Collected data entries
= = = =

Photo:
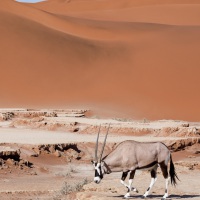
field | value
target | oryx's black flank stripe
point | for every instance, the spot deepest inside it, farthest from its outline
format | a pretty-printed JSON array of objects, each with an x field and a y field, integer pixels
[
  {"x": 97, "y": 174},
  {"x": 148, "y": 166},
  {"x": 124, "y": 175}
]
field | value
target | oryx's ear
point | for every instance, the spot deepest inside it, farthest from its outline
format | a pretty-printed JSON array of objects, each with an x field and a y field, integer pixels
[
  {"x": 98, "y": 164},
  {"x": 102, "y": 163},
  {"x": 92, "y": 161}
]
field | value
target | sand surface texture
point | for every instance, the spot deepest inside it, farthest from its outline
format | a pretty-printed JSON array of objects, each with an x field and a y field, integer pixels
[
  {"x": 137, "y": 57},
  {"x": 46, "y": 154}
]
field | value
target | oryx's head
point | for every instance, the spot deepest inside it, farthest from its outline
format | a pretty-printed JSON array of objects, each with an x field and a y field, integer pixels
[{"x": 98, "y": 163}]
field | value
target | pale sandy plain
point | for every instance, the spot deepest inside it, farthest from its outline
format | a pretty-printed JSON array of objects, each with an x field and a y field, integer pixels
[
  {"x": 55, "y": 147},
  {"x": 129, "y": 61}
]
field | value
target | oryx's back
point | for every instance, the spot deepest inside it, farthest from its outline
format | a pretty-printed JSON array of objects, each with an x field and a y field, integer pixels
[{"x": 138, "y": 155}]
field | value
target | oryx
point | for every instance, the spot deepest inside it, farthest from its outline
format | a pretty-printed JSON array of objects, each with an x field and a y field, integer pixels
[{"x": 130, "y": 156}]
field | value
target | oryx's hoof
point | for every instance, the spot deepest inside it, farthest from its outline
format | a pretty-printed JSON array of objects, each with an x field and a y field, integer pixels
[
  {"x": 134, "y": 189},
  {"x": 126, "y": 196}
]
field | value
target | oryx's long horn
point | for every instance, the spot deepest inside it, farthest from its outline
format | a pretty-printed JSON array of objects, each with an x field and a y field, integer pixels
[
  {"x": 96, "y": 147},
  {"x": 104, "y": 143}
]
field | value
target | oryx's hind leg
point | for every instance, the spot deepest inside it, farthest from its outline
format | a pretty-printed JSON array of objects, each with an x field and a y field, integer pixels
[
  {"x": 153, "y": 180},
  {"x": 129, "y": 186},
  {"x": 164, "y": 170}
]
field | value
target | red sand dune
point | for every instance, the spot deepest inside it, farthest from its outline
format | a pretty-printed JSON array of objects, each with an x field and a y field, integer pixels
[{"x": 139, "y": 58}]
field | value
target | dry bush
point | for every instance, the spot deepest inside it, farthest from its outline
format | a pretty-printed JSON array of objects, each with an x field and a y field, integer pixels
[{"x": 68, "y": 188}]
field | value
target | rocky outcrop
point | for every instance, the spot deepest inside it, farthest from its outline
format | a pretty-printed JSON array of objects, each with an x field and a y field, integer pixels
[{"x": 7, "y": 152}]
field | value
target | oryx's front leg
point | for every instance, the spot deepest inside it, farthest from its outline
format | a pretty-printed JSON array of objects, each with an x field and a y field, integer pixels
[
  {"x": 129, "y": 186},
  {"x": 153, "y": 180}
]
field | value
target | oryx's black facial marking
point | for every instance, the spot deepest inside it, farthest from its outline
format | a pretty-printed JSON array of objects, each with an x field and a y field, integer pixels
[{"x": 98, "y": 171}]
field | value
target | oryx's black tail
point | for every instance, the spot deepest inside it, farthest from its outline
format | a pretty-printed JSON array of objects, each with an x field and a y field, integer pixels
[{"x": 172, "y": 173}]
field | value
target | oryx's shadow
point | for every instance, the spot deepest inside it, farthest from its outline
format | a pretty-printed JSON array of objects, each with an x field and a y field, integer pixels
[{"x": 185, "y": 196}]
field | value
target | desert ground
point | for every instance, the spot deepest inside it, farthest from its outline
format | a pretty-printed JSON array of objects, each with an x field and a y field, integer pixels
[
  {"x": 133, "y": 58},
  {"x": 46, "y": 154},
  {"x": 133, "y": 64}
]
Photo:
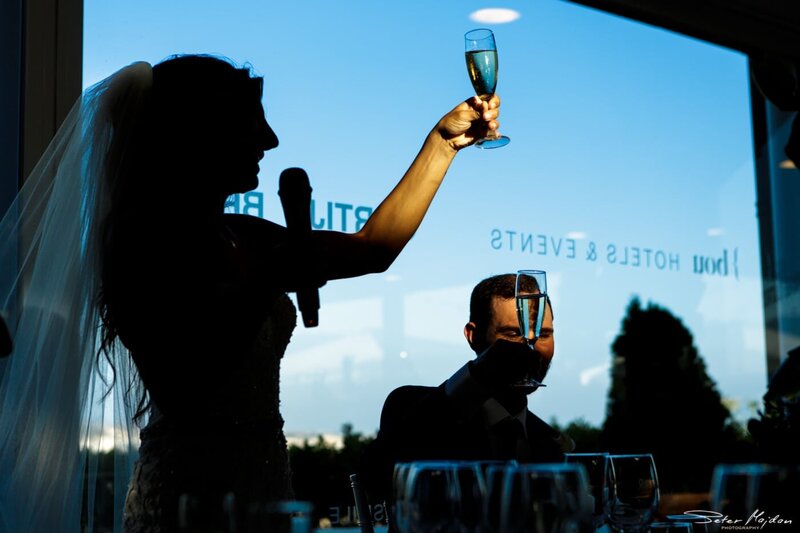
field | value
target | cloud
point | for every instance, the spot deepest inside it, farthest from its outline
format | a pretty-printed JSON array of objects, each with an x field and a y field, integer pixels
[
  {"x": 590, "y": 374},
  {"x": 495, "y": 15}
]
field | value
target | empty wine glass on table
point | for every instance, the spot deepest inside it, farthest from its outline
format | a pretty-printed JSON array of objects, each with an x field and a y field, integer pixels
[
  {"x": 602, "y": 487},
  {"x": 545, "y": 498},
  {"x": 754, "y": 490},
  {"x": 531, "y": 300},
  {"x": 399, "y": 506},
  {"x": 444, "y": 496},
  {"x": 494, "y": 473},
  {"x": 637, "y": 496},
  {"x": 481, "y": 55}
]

= = = =

> REQUIRED TASK
Pictures in the records must not appear in the copy; transcribe everything else precisely.

> OUTPUT OF THE TASK
Photo:
field | value
target | oryx's black flank stripe
point | for every instance, the spot deepest inside it, farthest from its outline
format | a pretty-printed JSON array of objects, each with an x field and a y field, integer pixels
[
  {"x": 97, "y": 174},
  {"x": 148, "y": 166},
  {"x": 124, "y": 175}
]
field | value
target | oryx's ear
point | for every instance, the spot deepest inside it, farthest from its outline
format | a pretty-printed JSON array of objects, each with an x field and a y field, integer pixels
[
  {"x": 98, "y": 164},
  {"x": 102, "y": 163},
  {"x": 92, "y": 161}
]
field | value
target | sand surface texture
point | for every instance, the spot deepest inside it, farthest from its outline
format | a pretty-printed JSON array of objects, each with an x field and a y field, integer pixels
[
  {"x": 137, "y": 57},
  {"x": 46, "y": 154}
]
field | value
target | oryx's head
point | for every instance, the spot deepest inside it, farthest from its outline
format | a pretty-printed JSON array of objects, each with an x field and a y field, integer pixels
[{"x": 98, "y": 163}]
field | value
target | pale sandy plain
point | for every instance, the spot deepest inside it, farthest from its outline
format | a pretty-printed JSON array of objects, each with an x field and a y field, integer pixels
[
  {"x": 55, "y": 147},
  {"x": 129, "y": 61}
]
field | value
target | oryx's back
point | for every instance, the spot deepest inside it, farthest from its outline
format | a pretty-printed JSON array of objects, each with an x field and a y field, integer pixels
[{"x": 138, "y": 155}]
field | value
target | oryx
point | for every instance, the spot deepest inside it, farthest from its outline
format | a pretty-printed JSON array of objects, each with an x field and a y field, integer pixels
[{"x": 130, "y": 156}]
field | value
target | oryx's hoof
point | for every instance, the spot deepest inside it, farthest from its outline
format | a pretty-printed JSON array of objects, each with an x field and a y field, integer pixels
[
  {"x": 134, "y": 189},
  {"x": 126, "y": 196}
]
field | value
target | oryx's long horn
point | for every instance, the spot deepest inside it, farthest from its outline
format | a pretty-printed JSON array of objects, each with an x field and a y field, integer pixels
[
  {"x": 96, "y": 147},
  {"x": 104, "y": 143}
]
field | value
target | oryx's hind leg
point | for every instance, the spot deepest inside it, farthest from its outline
format | a pretty-printed JSON array of objects, each with an x field and a y field, integer pixels
[
  {"x": 153, "y": 180},
  {"x": 129, "y": 186},
  {"x": 164, "y": 170}
]
field | value
target | red sand dune
point | for every instance, the spot deepest inside it, farthest from its outline
format | a pretty-printed JSON array of objects, each with an x field and a y field, integer pixels
[{"x": 139, "y": 58}]
field | value
target | dry bush
point | for every instance, the spot deepest inside it, farthest from its outline
format | a pretty-printed JSON array of objects, each with an x field and a y field, integer pixels
[{"x": 68, "y": 188}]
field | value
target | rocky outcrop
point | for every instance, the spot deepest inside it, farthest from its outline
format | a pretty-printed JSON array of objects, each with an x field and a y field, integer pixels
[{"x": 7, "y": 152}]
field | value
target | oryx's front leg
point | for every instance, the spot deepest inside it, farthest from its outline
format | a pretty-printed JSON array of objects, each with an x field and a y field, integer pixels
[
  {"x": 129, "y": 186},
  {"x": 153, "y": 180}
]
field | value
target | oryx's black facial marking
point | for every instance, the spot deepest inside it, farthest from its outline
format | a pretty-printed JSON array of objects, each with an x field and a y field, integer pixels
[{"x": 98, "y": 171}]
field | value
target | oryx's black tail
point | for every instance, the spot deepest inside it, farthest from its outline
format | a pretty-printed JSON array of objects, each with an x field and a y field, integer pixels
[{"x": 172, "y": 173}]
field | value
target | oryx's shadow
point | for every instance, the spot deepest inside it, farthest from its outline
format | a pretty-printed JSON array of objects, each with an x field and a y field, integer pixels
[{"x": 185, "y": 196}]
field | value
target | desert ground
point | for every instance, the spot deepest inside it, farthest from its outline
format | a pretty-printed JSON array of objects, each with an x field and a y field, integer pixels
[
  {"x": 133, "y": 58},
  {"x": 46, "y": 154},
  {"x": 133, "y": 64}
]
Photo:
field | value
target | cloud
point | for every instance, the spot deepest inside it, farthest from its outline
format | a pretty-printed JSON array of objects, each with an x field and a y field, integer pixels
[
  {"x": 590, "y": 374},
  {"x": 495, "y": 15}
]
field | value
target | empty wine glass on table
point | for every instance, the spot deepest inside it, farthest from its outline
format | a pretty-printed JSON array of objects, each with an x field and a y field, integer pixels
[
  {"x": 602, "y": 487},
  {"x": 545, "y": 498},
  {"x": 754, "y": 490},
  {"x": 531, "y": 300},
  {"x": 399, "y": 506},
  {"x": 444, "y": 496},
  {"x": 494, "y": 473},
  {"x": 637, "y": 496},
  {"x": 481, "y": 55}
]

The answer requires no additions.